INSTRUCTIONS TO FOLLOW: Arrange everything in the records from the line containing "object=soil" down to the line containing "(161, 241), (170, 251)" as a Markdown table, with columns named No. and Line. Skip any blank lines.

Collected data
--- BEGIN ---
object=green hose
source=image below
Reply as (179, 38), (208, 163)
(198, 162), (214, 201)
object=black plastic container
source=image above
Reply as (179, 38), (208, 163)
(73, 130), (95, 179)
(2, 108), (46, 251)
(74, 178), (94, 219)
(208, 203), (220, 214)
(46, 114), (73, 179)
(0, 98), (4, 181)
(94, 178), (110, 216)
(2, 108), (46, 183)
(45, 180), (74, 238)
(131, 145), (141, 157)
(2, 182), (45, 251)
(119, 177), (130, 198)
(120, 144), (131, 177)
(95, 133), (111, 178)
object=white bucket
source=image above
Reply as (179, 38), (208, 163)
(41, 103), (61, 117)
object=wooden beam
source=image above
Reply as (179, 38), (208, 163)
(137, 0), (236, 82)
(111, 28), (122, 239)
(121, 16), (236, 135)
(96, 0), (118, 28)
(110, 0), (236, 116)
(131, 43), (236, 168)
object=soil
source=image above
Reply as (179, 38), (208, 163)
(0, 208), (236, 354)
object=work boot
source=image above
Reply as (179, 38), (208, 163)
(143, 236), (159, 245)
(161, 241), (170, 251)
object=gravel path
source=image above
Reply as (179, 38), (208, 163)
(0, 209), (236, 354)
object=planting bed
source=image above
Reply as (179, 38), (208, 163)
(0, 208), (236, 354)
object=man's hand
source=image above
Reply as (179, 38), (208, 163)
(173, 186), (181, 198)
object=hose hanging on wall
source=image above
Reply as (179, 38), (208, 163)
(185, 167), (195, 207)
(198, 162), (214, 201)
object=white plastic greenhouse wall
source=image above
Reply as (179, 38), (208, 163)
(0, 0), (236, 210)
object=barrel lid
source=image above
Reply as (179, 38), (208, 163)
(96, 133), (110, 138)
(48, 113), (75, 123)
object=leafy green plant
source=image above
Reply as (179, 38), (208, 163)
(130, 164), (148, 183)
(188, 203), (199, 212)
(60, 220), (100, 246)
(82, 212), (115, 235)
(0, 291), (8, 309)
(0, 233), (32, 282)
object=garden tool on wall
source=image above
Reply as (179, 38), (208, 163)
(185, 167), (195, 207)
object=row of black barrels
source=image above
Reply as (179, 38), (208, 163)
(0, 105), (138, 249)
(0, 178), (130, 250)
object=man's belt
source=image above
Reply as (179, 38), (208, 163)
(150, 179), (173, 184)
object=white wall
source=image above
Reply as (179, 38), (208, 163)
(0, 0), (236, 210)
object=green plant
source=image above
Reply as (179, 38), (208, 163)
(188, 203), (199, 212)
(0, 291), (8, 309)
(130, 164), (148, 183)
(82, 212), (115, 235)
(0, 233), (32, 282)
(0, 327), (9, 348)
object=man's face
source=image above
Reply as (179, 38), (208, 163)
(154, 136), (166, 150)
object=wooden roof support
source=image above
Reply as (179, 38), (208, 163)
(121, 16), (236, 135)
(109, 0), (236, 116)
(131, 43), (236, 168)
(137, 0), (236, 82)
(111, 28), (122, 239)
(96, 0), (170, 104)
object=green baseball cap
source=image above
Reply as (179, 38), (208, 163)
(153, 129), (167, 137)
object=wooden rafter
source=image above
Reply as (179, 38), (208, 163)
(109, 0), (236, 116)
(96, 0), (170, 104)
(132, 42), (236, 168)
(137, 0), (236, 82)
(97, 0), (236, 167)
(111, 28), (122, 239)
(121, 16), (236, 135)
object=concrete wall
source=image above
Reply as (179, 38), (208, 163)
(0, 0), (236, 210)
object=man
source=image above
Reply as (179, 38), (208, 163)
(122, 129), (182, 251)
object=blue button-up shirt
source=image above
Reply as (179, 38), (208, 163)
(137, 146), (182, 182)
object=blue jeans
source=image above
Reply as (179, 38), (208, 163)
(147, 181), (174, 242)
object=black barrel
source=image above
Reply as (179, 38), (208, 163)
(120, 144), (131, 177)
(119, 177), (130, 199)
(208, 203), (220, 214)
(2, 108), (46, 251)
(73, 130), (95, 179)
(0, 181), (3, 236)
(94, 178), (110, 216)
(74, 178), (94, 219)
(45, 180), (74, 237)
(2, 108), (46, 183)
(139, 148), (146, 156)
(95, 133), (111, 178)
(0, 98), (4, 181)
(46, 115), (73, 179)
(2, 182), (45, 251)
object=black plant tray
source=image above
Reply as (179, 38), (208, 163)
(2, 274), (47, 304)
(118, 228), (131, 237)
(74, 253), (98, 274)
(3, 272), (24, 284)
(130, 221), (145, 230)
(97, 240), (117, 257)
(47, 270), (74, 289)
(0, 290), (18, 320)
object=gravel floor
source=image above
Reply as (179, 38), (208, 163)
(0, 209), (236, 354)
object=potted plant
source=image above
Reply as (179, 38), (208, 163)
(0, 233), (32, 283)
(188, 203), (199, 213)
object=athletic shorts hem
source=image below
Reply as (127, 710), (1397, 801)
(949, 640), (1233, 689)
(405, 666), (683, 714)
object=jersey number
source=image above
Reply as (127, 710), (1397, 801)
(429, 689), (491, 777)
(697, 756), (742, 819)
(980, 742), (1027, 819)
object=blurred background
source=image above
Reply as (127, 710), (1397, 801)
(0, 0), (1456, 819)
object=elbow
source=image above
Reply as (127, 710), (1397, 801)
--- END ---
WRITTEN ANSWER:
| No. | Line |
|---|---|
| 1 | object=soil |
| 2 | source=image above |
| 3 | Reply as (179, 38), (208, 163) |
| 4 | (0, 208), (236, 354) |
| 5 | object=work boot |
| 6 | source=image above |
| 7 | Reply as (179, 38), (208, 163) |
| 8 | (143, 236), (159, 245) |
| 9 | (161, 241), (170, 251) |